----- 本文抜粋 -----

その段階で体調の変化が起きてしまう人も多く、我々介護職員は、元の生活に近い生活環境の保持がまずやるべき支援となります。
ただ、施設の生活に馴染めるかどうかについては、使用者それぞれ必要なケアの量がかなり違ってきます。
極端な例では、つきっきりの援助が必要な人などは、なかなか対応困難な場面も多いです。
入所2か月目位で生活は安定してくる
入所した人の生活を支えるケアを継続して行い、心身共に体調が安定してきた後は身体機能が衰えないようにケア(援助)していきます。
日々の介護ケアの内容によっては、その人の身体能力が改善する事もあります。
新規入居者Aさんの場合、不安感からくる認知機能の低下、行動の減少、それに伴い筋力の低下の悪いサイクルに入ってしまい身体の状態が低下していました。
施設では生活を支える介護職員が常駐していますので、提供可能な範囲でケアを設定する事が出来ます。
・一番ケアが必要なポイントを分析し、重点的にケアする
・社会関係を築ける空間を作る
・その人が出来る事を探し、感謝の言葉を受ける事が出来る場を作る
・適切な筋力維持の為の機会を提供する
ケアを継続していく事で、施設での日々の生活で当初うつむきがちだったAさんは顔を上げて話す機会が増えました。
やれる事が増えていきますので、自信も増えるのでしょう、提供してきた仕事内容が正しかったと実感出来る時間です。
身体の動きのサポートだけはなく、気持ちのサポートをするのも仕事
新規入居者Aさんの場合、自分の役割がないこと、認知機能の低下により忘れる事が増え落ち着かなくなることが問題でした。
保有能力はあるのに、管理出来る能力が失われており、方向性の提示が出来ず、時間を持て余してしまっている状態です。
家族で支え合うのが一番である、という考え方はいまだあります。
しかし関係性が近い程、今までの生活の積み重ねがありますので何故出来なくなったのか、などの原因、変化を察知しづらいのです。
家族介護等少ない人数でケアする場合、連携はしやすいのですが、関わる人数自体が少ないのです。
介護保険のサポートを受ける場合と比較すると、マンパワーが少なくなり、やりたいけれど出来ない事が多くなります。
介護を安定して行うためには、一定以上のマンパワーと時間、それを維持継続出来る事が必要です。

----- データ内容 -----

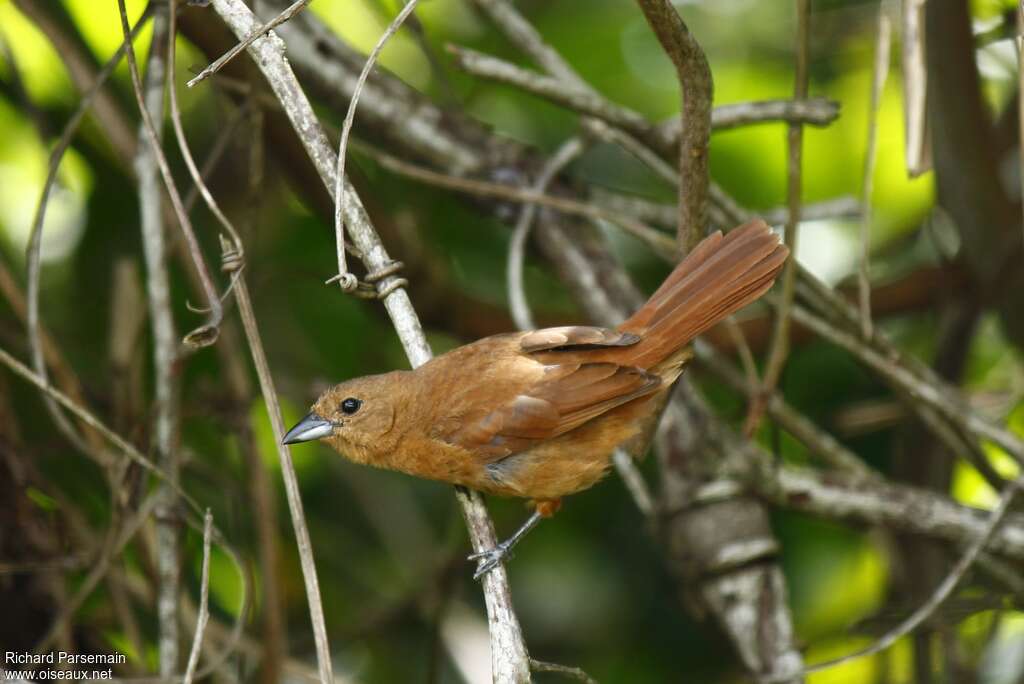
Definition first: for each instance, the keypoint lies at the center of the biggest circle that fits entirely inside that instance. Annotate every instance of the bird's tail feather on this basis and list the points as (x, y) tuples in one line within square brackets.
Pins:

-----

■ **指示**:
本文の「やれる事が増えていきますので」から「来なくなったのか、などの原因、変化を察知しづらいのです。」まで（両端を含む）を、「保有能力」を「潜在能力」に置き換えて書き直す。

■ **解答**:
やれる事が増えていきますので、自信も増えるのでしょう、提供してきた仕事内容が正しかったと実感出来る時間です。
身体の動きのサポートだけはなく、気持ちのサポートをするのも仕事
新規入居者Aさんの場合、自分の役割がないこと、認知機能の低下により忘れる事が増え落ち着かなくなることが問題でした。
潜在能力はあるのに、管理出来る能力が失われており、方向性の提示が出来ず、時間を持て余してしまっている状態です。
家族で支え合うのが一番である、という考え方はいまだあります。
しかし関係性が近い程、今までの生活の積み重ねがありますので何故出来なくなったのか、などの原因、変化を察知しづらいのです。